EXERCISE INPUTS
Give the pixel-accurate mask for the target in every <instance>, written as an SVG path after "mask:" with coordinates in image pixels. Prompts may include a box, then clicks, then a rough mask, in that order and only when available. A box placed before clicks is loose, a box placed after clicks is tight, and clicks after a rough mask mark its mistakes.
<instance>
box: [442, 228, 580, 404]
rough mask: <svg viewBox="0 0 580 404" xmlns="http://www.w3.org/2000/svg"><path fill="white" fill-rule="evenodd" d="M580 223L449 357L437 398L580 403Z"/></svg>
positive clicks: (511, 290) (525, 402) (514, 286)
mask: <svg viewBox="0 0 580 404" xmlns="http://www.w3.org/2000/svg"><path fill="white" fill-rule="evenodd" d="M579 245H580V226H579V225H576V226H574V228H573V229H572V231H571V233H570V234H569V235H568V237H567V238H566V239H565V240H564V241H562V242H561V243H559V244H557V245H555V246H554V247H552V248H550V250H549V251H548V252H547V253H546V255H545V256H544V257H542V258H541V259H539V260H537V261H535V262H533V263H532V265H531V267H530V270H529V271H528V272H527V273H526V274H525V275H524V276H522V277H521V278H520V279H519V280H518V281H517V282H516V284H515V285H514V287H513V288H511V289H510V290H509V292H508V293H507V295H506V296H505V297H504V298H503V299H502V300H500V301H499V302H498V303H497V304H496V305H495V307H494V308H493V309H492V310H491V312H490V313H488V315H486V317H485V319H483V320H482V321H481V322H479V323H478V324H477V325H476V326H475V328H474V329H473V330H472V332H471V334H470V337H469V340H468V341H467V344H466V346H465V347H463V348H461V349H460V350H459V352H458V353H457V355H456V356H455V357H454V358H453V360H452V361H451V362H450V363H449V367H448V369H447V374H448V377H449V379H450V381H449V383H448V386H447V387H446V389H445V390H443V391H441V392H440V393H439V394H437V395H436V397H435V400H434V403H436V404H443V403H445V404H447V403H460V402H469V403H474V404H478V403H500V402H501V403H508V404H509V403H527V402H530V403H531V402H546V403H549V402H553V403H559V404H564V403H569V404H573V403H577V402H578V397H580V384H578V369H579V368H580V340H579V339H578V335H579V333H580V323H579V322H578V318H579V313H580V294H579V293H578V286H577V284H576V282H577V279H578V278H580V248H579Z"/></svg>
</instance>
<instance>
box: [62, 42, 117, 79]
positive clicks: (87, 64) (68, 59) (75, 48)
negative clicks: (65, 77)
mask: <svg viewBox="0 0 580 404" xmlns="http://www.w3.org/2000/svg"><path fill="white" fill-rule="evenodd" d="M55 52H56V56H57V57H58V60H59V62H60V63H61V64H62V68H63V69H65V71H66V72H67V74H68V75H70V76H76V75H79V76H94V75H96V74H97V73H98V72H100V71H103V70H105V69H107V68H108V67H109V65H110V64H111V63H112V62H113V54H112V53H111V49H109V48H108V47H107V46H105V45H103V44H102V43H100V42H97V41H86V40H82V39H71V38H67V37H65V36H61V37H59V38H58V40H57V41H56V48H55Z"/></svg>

WORK INSTRUCTION
Give back the material above in full, exactly as it reads.

ANSWER TO THE EXERCISE
Give the pixel-accurate mask for the target in every <instance>, written as an SVG path after "mask:" with coordinates in image pixels. Prompts may include a box, then clicks, then a rough mask, in that order and only when available. A box placed before clicks is loose, a box placed after clicks is tight, and clicks after a rough mask mark its mistakes.
<instance>
box: [442, 228, 580, 404]
rough mask: <svg viewBox="0 0 580 404" xmlns="http://www.w3.org/2000/svg"><path fill="white" fill-rule="evenodd" d="M580 223L449 357L437 398L580 403Z"/></svg>
positive clicks: (511, 290) (525, 402) (514, 286)
mask: <svg viewBox="0 0 580 404" xmlns="http://www.w3.org/2000/svg"><path fill="white" fill-rule="evenodd" d="M579 245H580V226H579V225H576V226H574V228H573V229H572V231H571V233H570V234H569V235H568V237H567V238H566V239H565V240H564V241H562V242H561V243H559V244H557V245H555V246H554V247H552V248H550V250H549V251H548V252H547V253H546V255H545V256H544V257H542V258H541V259H539V260H537V261H535V262H533V263H532V265H531V267H530V270H529V271H528V272H527V273H526V274H525V275H524V276H522V277H521V278H520V279H519V280H518V281H517V282H516V284H515V285H514V287H513V288H511V289H510V290H509V292H508V293H507V295H506V296H505V297H504V298H503V299H502V300H500V301H499V302H498V303H497V304H496V305H495V307H494V308H493V309H492V310H491V312H490V313H488V315H486V317H485V319H483V320H482V321H481V322H479V323H478V324H477V325H476V326H475V328H474V329H473V330H472V332H471V334H470V337H469V340H468V341H467V344H466V346H465V347H463V348H461V349H460V350H459V352H458V353H457V355H456V356H455V357H454V358H453V360H452V361H451V362H450V363H449V367H448V369H447V374H448V377H449V379H450V381H449V383H448V386H447V387H446V389H445V390H443V391H441V392H440V393H439V394H437V395H436V397H435V400H434V403H436V404H443V403H445V404H447V403H460V402H469V403H474V404H478V403H500V402H501V403H508V404H509V403H527V402H530V403H531V402H546V403H549V402H553V403H559V404H564V403H569V404H573V403H577V402H578V397H580V384H578V369H579V368H580V340H579V339H578V335H579V333H580V323H579V322H578V318H579V313H580V294H579V293H578V286H577V284H576V282H577V279H578V278H580V248H579Z"/></svg>
</instance>
<instance>
box: [62, 42, 117, 79]
positive clicks: (87, 64) (68, 59) (75, 48)
negative clicks: (65, 77)
mask: <svg viewBox="0 0 580 404" xmlns="http://www.w3.org/2000/svg"><path fill="white" fill-rule="evenodd" d="M55 52H56V56H57V57H58V60H59V62H60V63H61V64H62V68H63V69H65V71H66V72H67V74H68V75H70V76H76V75H79V76H94V75H96V74H97V73H98V72H100V71H103V70H105V69H107V68H108V67H109V65H110V64H111V63H112V62H113V54H112V53H111V49H109V48H108V47H107V46H105V45H103V44H102V43H100V42H97V41H86V40H82V39H71V38H67V37H65V36H61V37H59V38H58V40H57V41H56V48H55Z"/></svg>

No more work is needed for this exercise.